Activity: In the records below, begin at the line containing "find the spectator in stands" and end at the line containing "find the number 9 jersey"; quote every line in that span exactly, including both boundary lines, and no others.

Recorded data:
====

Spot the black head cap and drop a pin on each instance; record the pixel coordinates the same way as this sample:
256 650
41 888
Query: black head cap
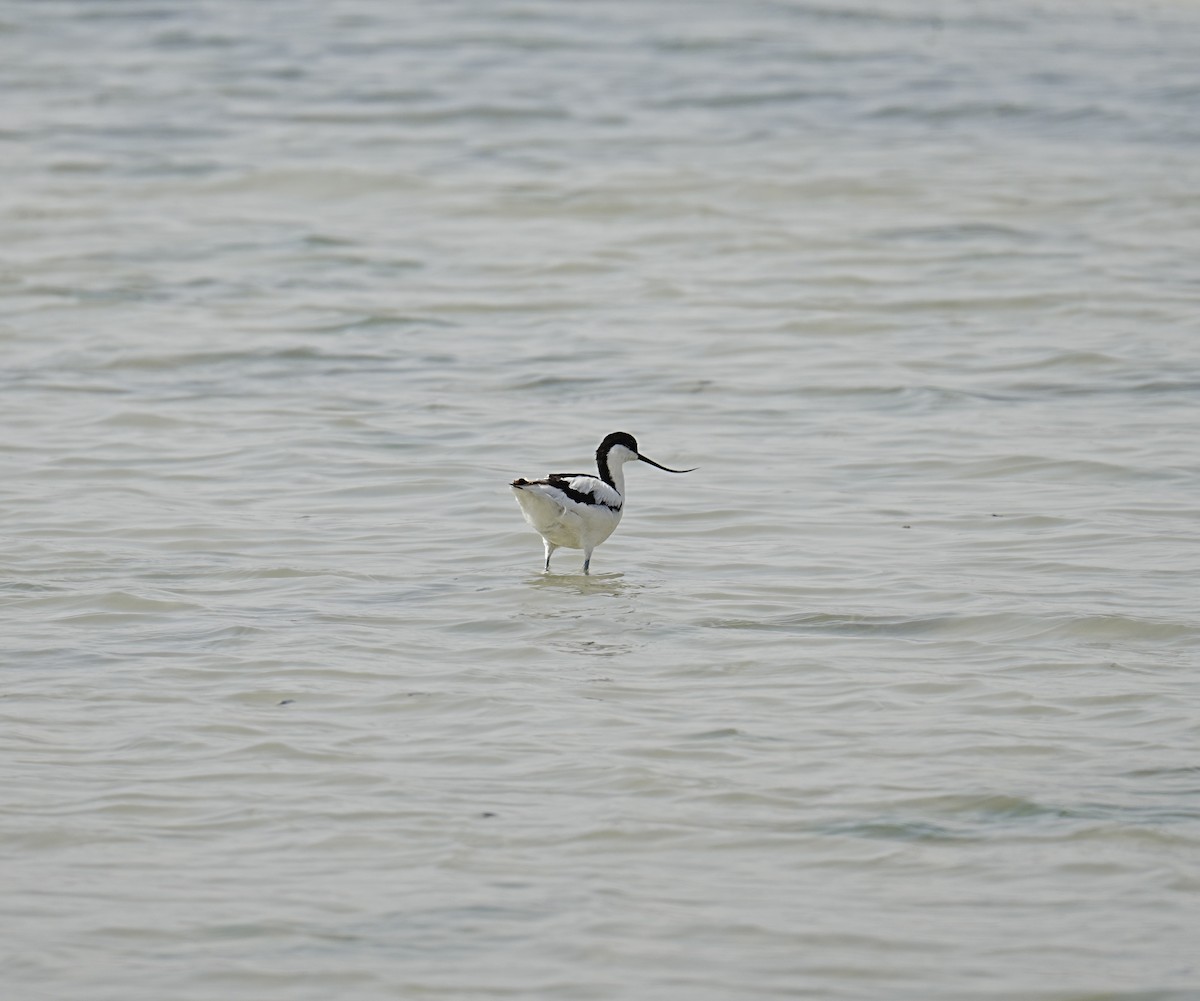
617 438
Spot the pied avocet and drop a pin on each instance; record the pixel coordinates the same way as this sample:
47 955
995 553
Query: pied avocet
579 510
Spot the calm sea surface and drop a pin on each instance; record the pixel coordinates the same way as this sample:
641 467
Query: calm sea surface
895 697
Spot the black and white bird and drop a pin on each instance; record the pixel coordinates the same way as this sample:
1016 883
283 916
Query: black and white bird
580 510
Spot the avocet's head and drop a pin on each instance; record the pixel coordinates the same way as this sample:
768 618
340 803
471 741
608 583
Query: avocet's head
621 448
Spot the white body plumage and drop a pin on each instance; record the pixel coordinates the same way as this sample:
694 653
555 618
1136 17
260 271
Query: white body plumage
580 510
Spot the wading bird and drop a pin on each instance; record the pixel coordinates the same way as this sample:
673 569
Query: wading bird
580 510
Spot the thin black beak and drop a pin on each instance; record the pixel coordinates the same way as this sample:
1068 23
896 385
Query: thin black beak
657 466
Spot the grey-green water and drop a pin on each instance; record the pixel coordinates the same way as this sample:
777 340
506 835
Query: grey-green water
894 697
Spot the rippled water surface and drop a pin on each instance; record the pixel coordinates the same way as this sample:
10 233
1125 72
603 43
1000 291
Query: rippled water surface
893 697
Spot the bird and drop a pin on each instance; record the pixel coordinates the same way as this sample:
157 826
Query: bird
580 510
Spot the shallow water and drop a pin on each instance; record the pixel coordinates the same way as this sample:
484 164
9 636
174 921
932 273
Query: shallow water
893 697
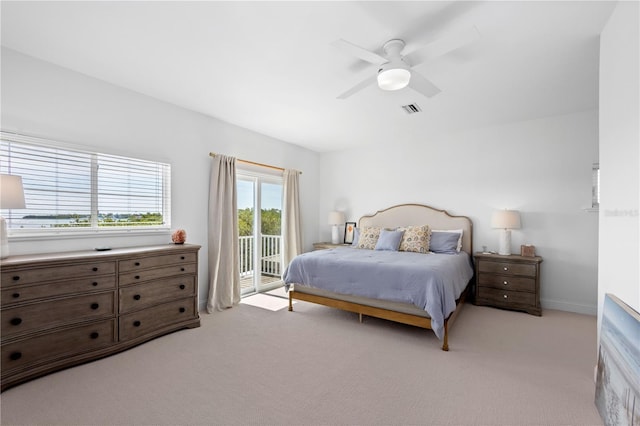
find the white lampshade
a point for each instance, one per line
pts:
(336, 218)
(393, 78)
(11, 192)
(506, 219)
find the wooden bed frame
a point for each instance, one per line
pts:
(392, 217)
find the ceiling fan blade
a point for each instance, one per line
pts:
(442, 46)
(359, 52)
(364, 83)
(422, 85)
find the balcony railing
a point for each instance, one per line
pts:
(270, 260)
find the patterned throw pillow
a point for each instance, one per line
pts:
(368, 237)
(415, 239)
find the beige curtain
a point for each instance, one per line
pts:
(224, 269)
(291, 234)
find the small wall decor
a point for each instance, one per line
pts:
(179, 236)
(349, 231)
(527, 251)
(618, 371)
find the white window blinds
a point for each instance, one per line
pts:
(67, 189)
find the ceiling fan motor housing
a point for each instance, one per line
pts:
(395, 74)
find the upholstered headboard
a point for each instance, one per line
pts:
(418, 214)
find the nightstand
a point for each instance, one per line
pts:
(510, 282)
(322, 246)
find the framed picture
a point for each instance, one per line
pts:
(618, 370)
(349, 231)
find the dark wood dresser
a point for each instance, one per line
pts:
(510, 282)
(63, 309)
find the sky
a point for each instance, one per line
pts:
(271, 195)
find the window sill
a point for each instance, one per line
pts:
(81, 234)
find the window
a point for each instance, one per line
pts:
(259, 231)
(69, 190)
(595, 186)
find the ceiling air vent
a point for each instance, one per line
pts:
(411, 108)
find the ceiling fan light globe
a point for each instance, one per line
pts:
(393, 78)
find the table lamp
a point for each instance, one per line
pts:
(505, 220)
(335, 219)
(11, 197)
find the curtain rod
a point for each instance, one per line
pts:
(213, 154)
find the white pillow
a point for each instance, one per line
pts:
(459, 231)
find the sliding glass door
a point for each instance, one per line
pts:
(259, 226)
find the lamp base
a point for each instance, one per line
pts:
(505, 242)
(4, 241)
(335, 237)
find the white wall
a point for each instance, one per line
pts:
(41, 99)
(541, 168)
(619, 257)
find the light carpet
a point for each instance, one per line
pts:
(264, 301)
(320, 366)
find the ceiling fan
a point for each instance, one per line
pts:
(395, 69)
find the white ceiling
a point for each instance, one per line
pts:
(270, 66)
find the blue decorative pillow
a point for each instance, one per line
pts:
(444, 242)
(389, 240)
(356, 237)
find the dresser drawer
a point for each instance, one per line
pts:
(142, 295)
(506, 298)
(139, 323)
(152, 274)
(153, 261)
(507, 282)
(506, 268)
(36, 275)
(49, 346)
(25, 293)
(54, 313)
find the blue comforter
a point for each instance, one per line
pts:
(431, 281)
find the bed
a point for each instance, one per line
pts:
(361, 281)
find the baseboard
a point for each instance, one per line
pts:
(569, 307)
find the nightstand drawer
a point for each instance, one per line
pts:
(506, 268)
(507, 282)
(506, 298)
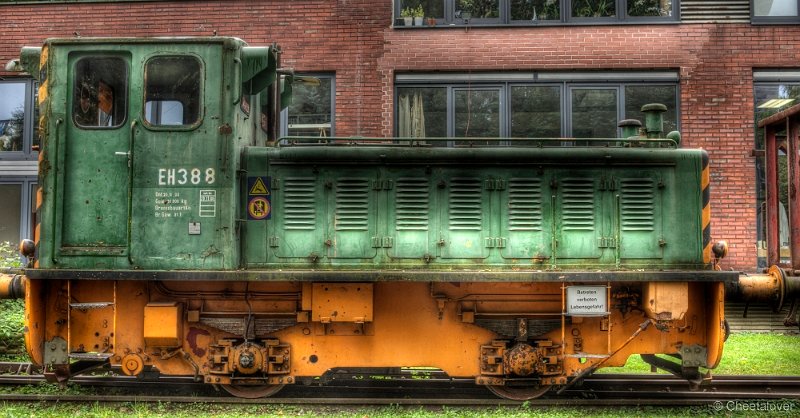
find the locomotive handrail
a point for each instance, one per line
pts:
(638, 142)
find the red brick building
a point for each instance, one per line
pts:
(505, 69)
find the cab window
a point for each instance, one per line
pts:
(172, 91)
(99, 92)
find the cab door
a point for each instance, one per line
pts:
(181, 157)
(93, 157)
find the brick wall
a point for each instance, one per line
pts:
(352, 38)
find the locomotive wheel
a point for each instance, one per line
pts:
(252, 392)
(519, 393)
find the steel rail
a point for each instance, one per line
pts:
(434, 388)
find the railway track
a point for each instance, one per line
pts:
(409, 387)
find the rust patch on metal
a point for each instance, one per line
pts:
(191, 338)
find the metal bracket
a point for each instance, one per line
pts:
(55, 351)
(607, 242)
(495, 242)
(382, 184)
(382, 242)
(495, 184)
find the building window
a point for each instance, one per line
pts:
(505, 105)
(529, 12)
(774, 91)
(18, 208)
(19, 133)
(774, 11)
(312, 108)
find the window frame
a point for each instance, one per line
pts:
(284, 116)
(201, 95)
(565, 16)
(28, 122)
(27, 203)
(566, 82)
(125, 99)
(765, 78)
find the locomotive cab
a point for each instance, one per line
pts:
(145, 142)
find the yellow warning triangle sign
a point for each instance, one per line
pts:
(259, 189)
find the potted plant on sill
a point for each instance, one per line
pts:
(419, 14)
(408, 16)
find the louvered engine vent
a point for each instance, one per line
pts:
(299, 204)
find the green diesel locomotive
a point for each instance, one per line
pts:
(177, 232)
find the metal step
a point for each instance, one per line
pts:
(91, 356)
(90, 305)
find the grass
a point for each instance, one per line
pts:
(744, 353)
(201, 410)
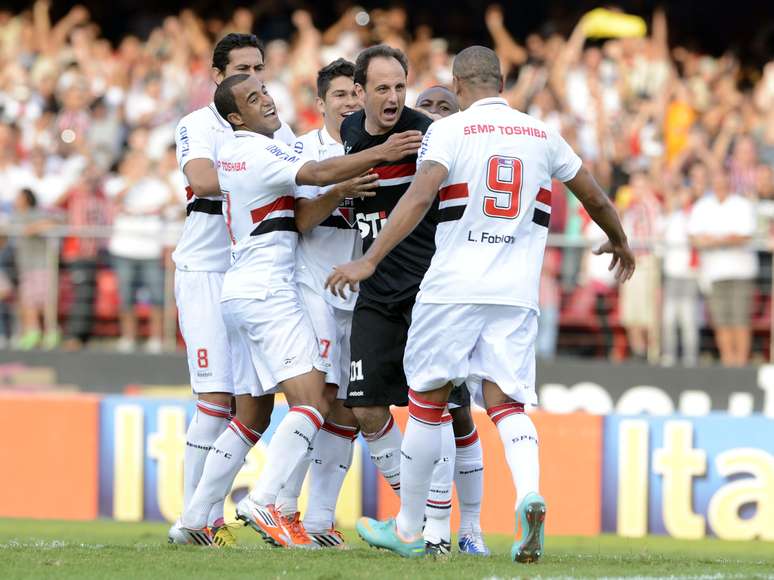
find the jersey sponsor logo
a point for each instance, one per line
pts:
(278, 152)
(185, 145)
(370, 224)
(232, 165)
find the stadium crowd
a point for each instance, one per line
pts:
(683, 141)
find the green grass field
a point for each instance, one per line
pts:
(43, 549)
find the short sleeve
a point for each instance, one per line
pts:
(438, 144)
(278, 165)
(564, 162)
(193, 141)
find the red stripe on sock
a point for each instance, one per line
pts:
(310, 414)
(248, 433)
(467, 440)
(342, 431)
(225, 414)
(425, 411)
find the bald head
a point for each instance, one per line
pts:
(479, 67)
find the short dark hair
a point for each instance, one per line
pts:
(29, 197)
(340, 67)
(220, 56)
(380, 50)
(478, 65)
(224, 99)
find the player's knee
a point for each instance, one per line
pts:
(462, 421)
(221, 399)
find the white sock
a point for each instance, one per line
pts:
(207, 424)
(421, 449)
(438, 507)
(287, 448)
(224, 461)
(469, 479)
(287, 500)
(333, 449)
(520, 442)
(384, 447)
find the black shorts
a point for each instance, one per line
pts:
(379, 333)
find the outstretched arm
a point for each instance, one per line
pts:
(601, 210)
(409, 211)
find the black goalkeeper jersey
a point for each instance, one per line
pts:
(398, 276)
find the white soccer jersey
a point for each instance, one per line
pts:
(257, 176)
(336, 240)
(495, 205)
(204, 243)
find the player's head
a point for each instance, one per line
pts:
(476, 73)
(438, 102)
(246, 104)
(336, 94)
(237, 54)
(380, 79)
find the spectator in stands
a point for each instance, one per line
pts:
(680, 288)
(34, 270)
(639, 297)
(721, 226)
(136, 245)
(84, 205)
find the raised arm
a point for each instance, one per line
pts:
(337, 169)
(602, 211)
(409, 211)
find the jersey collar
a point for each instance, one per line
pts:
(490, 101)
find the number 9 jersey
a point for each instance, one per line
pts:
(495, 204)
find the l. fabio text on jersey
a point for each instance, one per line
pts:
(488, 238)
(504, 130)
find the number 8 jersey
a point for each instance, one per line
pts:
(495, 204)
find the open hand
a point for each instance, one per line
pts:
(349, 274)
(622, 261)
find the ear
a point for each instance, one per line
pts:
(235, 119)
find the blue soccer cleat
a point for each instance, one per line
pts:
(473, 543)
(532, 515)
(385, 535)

====

The completed task:
find the spectator in stands
a point for each instance, one per line
pts:
(680, 288)
(34, 270)
(639, 297)
(721, 226)
(136, 245)
(84, 205)
find the raised arm
a point for each instance, one per line
pts:
(337, 169)
(602, 211)
(409, 211)
find the jersey collar
a point for each instance, one per line
pts:
(490, 101)
find the number 9 jersey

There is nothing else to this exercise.